**Given text:**
---

Removing the upper control arms involved detaching the outer bushing carrier from the torsion bar, as there was no way to remove the bolt that goes thru the control arm and bushings and attaches to the torsion bar. Once the were on the bench, the state of failure was obvious:



The bushings in the transverse member are cactus as well:




Started cleaning up the passenger side fenderwell. When I went to remove the oil tank, I discovered that the same monkey that worked on the brake lines also worked on the hoses to the oil tank. I could only get the smaller of the 3 busted loose. Resorted to cutting the other two lines - I have a new set of hoses anyway.

Discovered that there's a cover missing up by the torsion bar. It's present on the driver's side. Thank goodness this is so, because the parts were impossible to find in EPC. The driver's side part had the part # cast into the plastic. They appear in the section with parts for the center console...

---

**Extracted records:**
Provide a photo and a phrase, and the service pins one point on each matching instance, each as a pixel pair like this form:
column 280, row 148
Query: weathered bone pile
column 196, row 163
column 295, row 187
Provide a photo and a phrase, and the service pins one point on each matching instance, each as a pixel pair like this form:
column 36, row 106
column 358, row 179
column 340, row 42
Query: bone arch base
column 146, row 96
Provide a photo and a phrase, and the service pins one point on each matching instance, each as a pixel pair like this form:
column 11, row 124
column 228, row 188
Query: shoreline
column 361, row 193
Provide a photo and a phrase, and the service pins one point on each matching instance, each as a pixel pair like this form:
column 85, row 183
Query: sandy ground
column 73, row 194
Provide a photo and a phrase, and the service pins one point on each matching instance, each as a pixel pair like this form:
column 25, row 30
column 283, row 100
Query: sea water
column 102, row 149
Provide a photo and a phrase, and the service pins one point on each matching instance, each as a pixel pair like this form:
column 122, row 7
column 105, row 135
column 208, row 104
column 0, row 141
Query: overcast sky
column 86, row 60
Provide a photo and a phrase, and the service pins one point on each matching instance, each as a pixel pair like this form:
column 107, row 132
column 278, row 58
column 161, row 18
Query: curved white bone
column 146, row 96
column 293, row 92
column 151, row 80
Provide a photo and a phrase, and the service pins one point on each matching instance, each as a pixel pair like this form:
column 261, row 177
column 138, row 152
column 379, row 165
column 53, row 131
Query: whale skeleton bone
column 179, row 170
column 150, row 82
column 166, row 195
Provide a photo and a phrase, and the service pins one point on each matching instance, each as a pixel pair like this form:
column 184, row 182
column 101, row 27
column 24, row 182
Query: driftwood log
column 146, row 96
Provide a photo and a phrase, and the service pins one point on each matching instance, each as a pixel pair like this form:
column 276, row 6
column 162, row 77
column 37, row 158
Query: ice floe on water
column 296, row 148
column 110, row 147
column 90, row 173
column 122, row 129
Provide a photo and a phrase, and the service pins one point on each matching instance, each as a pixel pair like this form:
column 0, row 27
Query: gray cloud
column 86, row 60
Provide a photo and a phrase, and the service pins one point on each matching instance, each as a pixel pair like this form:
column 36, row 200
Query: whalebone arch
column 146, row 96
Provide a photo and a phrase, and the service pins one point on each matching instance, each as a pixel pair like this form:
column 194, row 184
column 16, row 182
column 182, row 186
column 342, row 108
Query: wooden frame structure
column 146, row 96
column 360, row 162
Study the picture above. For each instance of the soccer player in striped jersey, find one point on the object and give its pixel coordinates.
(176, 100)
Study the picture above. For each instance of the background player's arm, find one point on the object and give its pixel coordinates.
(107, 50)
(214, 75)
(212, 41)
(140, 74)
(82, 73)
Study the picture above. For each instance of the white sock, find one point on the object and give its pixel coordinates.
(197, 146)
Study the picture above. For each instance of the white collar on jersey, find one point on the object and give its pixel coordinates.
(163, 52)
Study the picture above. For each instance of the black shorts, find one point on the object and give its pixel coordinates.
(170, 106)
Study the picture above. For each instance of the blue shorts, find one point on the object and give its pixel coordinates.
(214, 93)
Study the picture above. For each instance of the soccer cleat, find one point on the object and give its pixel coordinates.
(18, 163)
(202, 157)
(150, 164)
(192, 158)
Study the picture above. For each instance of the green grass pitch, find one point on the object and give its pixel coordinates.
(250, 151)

---

**Task details:** From the suspension repair text, output the passage verbatim, starting at the words "The bushings in" and ending after the words "the center console...".

**Written reply:**
The bushings in the transverse member are cactus as well:




Started cleaning up the passenger side fenderwell. When I went to remove the oil tank, I discovered that the same monkey that worked on the brake lines also worked on the hoses to the oil tank. I could only get the smaller of the 3 busted loose. Resorted to cutting the other two lines - I have a new set of hoses anyway.

Discovered that there's a cover missing up by the torsion bar. It's present on the driver's side. Thank goodness this is so, because the parts were impossible to find in EPC. The driver's side part had the part # cast into the plastic. They appear in the section with parts for the center console...